▸ **How to complete this task**
All of the records must come back exactly. Please repeat them in full.
═══ Given records ═══
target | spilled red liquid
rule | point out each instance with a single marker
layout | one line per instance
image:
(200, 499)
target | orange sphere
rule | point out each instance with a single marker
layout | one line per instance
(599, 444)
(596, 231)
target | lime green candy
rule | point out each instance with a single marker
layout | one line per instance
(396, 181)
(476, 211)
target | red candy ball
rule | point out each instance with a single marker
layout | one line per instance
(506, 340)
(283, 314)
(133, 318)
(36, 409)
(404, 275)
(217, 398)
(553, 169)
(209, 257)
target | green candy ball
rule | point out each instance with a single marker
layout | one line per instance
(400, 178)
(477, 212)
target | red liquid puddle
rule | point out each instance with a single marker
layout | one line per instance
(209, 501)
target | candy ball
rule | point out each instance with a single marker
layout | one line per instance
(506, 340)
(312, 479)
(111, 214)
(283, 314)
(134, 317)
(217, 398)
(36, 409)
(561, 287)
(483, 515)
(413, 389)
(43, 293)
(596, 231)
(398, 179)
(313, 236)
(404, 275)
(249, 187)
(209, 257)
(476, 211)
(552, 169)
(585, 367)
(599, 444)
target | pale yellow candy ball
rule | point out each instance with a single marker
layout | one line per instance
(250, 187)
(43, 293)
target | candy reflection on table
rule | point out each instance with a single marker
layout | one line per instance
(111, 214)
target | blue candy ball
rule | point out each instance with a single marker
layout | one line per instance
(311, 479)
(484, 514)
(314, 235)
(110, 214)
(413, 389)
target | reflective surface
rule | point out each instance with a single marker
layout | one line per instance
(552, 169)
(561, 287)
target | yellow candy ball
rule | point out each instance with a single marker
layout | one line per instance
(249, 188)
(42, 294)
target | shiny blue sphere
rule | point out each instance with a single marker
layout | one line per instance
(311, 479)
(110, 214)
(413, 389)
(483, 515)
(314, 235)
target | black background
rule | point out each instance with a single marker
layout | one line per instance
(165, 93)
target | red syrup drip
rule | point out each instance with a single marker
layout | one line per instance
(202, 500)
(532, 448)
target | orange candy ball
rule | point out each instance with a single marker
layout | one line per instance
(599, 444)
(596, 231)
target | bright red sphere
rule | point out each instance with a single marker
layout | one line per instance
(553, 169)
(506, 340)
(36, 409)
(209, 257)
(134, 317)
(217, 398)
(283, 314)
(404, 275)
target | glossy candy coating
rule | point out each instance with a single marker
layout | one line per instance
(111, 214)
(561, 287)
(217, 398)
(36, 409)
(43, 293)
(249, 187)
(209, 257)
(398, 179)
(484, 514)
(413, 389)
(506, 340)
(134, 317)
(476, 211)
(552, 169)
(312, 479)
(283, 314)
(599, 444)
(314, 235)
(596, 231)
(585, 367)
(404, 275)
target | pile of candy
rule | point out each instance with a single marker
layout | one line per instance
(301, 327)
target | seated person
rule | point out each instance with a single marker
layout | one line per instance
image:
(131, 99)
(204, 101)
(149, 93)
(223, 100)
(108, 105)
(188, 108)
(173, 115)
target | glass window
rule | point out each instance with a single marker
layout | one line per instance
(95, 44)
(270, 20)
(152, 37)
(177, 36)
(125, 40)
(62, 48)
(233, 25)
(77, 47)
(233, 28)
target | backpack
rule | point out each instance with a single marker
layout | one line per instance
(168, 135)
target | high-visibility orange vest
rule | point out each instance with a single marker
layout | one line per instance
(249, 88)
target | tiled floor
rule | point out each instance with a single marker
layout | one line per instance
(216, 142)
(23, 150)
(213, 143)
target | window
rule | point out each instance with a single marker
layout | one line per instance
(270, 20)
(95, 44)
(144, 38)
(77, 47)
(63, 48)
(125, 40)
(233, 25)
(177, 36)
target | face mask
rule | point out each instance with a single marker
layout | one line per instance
═══
▸ **Solution for this task**
target | spilled red liquid
rule | point out each instance with a single marker
layout | one line per instance
image:
(200, 499)
target | orange sphere
rule | point out each instance with a single marker
layout | one line per instance
(599, 444)
(596, 231)
target | lime green candy
rule | point out each instance with a single marker
layout | one line per instance
(396, 181)
(476, 211)
target | red candy ball
rule | point out each instance with a single marker
layout | one line per instance
(506, 340)
(283, 314)
(133, 318)
(36, 409)
(404, 275)
(217, 398)
(553, 169)
(209, 257)
target | green candy ball
rule | point out each instance with a single marker
layout | one line per instance
(400, 178)
(477, 212)
target | red liquid puddle
rule | point out each instance with a single marker
layout | one line per instance
(209, 501)
target | candy ball
rule | point out each instance with a single marker
layout | one line per instance
(506, 340)
(312, 479)
(111, 214)
(283, 314)
(134, 317)
(217, 398)
(36, 409)
(561, 287)
(483, 515)
(413, 389)
(43, 293)
(596, 231)
(398, 179)
(313, 236)
(404, 275)
(249, 187)
(209, 257)
(476, 211)
(552, 169)
(585, 367)
(599, 444)
target | pale yellow candy ball
rule | point out each instance with a single marker
layout | one line per instance
(250, 187)
(43, 293)
target | candy reflection on table
rule | point out each instance with a single marker
layout | one line per instance
(111, 214)
target | blue candy ball
rule | point out each instance with a single marker
layout | one line per instance
(311, 479)
(484, 514)
(314, 235)
(110, 214)
(413, 389)
target | reflective surface
rule | point out each instance with a single marker
layout | one line per instance
(552, 169)
(561, 287)
target | yellow candy ball
rule | point out each instance with a single marker
layout | one line per instance
(249, 188)
(42, 294)
target | shiny blue sphere
rule | point out each instance with a single marker
layout | one line per instance
(311, 479)
(110, 214)
(413, 389)
(483, 515)
(314, 235)
target | black background
rule | point out each instance with a single marker
layout | one line per instance
(165, 93)
target | red syrup drip
rule | point out each instance with a single marker
layout | one line per instance
(202, 500)
(532, 448)
target | orange candy ball
rule | point out each instance with a single marker
layout | one line per instance
(599, 444)
(596, 231)
target | bright red sphere
rule | point out each instance with a single marker
layout | one line per instance
(553, 169)
(506, 340)
(36, 409)
(209, 257)
(134, 317)
(217, 398)
(283, 314)
(404, 275)
target | glossy candy coating
rule | point out each instance with a single marker
layout | one line per instance
(111, 214)
(561, 287)
(217, 398)
(36, 409)
(43, 293)
(249, 187)
(209, 257)
(398, 179)
(484, 514)
(413, 389)
(506, 340)
(134, 317)
(476, 211)
(552, 169)
(312, 479)
(283, 314)
(599, 444)
(314, 235)
(596, 231)
(585, 367)
(404, 275)
target | pile of candy
rule | point out each instance with a single marker
layout | one line per instance
(301, 327)
target | seated person
rule | point out each instance with a single marker
layout | one line per instance
image:
(131, 99)
(204, 101)
(149, 93)
(223, 100)
(108, 105)
(188, 108)
(173, 115)
target | glass window
rule | point out each instance with a single marker
layout | one line per instance
(95, 44)
(270, 20)
(152, 37)
(177, 36)
(125, 40)
(62, 48)
(233, 25)
(77, 47)
(233, 28)
target | backpack
rule | point out each instance with a single marker
layout | one line per instance
(168, 135)
target | high-visibility orange vest
rule | point out each instance with a single marker
layout | one line per instance
(249, 88)
target | tiled floor
rule | point out each instance with a single marker
layout | one line per instance
(216, 142)
(23, 150)
(213, 143)
target | window
rule | point out each instance with a single marker
layout | one line per instance
(270, 20)
(95, 44)
(144, 38)
(77, 47)
(63, 48)
(125, 40)
(233, 25)
(177, 36)
target | face mask
rule | point out each instance with a single marker
layout | one line per instance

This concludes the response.